### Stored rows ###

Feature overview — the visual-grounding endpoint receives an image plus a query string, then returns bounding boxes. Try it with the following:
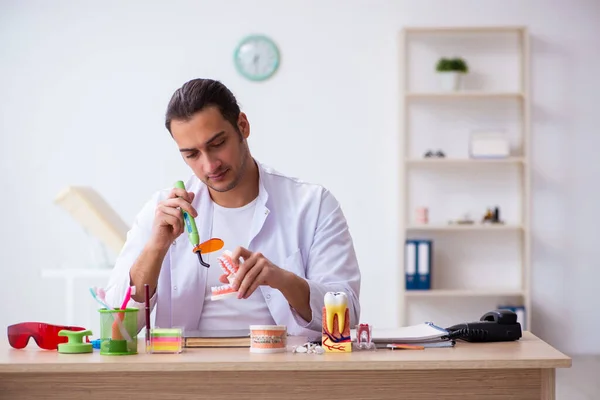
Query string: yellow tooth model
[323,292,352,353]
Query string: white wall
[0,0,600,353]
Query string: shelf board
[405,157,525,167]
[406,223,524,232]
[404,25,527,33]
[404,289,525,297]
[42,268,112,278]
[405,91,525,99]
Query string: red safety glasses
[8,322,89,350]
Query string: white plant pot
[438,71,463,92]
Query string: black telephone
[446,310,522,342]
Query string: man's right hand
[148,188,198,250]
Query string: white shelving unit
[41,268,112,336]
[399,26,531,329]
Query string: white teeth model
[325,292,348,334]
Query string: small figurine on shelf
[355,324,375,350]
[449,214,475,225]
[424,150,446,158]
[322,292,352,353]
[481,207,504,224]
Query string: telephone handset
[446,310,522,342]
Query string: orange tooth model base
[322,307,352,353]
[210,250,238,300]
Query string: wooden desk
[0,332,571,400]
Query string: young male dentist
[106,79,360,336]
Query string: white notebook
[371,322,448,343]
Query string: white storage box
[469,132,510,158]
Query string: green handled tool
[175,181,210,268]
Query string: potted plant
[435,57,469,91]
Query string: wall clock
[234,35,280,81]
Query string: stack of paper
[371,322,455,348]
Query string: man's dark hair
[165,79,240,135]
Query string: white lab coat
[106,162,361,337]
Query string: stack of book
[371,322,456,348]
[183,330,250,348]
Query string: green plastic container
[98,308,139,356]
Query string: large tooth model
[323,292,352,353]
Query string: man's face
[171,107,250,192]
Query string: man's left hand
[221,247,289,299]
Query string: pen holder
[98,308,138,356]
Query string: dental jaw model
[322,292,352,353]
[210,250,238,300]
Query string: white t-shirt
[198,199,275,330]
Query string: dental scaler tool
[175,181,210,268]
[175,181,224,268]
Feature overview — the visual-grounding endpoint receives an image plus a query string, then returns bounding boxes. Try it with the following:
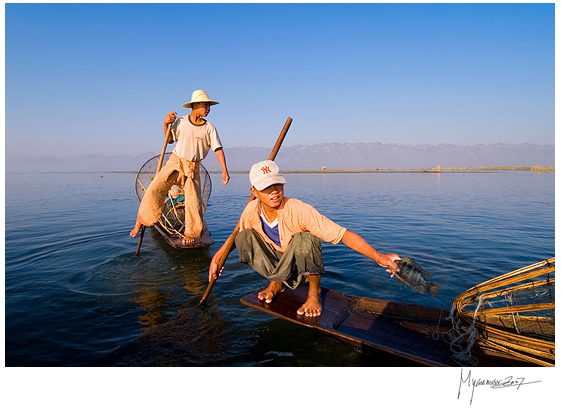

###

Task to complete
Reproduce every row above verbatim, leaving out the pictures.

Solution for this task
Feature overview — the visual-grounding endpoint receives an image plus a query string, then returns bounding boxes. Try it with the following:
Query string: yellow tooth model
[323,292,352,353]
Query string: white wall
[0,0,600,353]
Query string: shelf board
[405,157,525,167]
[406,223,524,232]
[404,25,527,33]
[404,289,525,297]
[42,268,112,278]
[405,91,525,99]
Query string: red safety glasses
[8,322,89,350]
Query string: white plant pot
[438,71,463,92]
Query string: black telephone
[446,310,522,342]
Query string: man's right hand
[148,188,198,250]
Query string: white shelving unit
[41,268,112,336]
[399,26,531,329]
Query string: white teeth model
[325,292,348,334]
Query string: small figurine on shelf
[355,324,375,350]
[449,214,475,225]
[424,150,446,158]
[322,292,352,353]
[481,207,504,224]
Query string: telephone handset
[446,310,522,342]
Query string: orange tooth model base
[322,307,352,353]
[210,250,238,300]
Query string: wooden desk
[0,332,571,400]
Query string: young male dentist
[106,79,360,336]
Query string: white notebook
[371,322,448,343]
Query string: white storage box
[469,132,510,158]
Query string: green handled tool
[175,181,210,268]
Query string: potted plant
[435,57,469,91]
Query string: wall clock
[234,35,280,81]
Query string: stack of paper
[371,322,455,348]
Query string: man's dark hair
[165,79,240,135]
Query string: white lab coat
[106,162,361,337]
Query string: stack of book
[371,322,456,348]
[183,330,250,348]
Query string: green plastic container
[98,308,139,356]
Query string: large tooth model
[323,292,352,353]
Query string: man's face
[171,107,250,192]
Query string: man's left hand
[221,247,289,299]
Query string: pen holder
[98,308,138,356]
Query string: dental jaw model
[322,292,352,353]
[210,250,238,300]
Query string: white t-shirt
[198,199,275,330]
Query string: dental scaler tool
[175,181,210,268]
[175,181,224,268]
Feature overview — the visual-grounding endpoint receives an image plus a query string, then returns bounding boxes. Try it with the following:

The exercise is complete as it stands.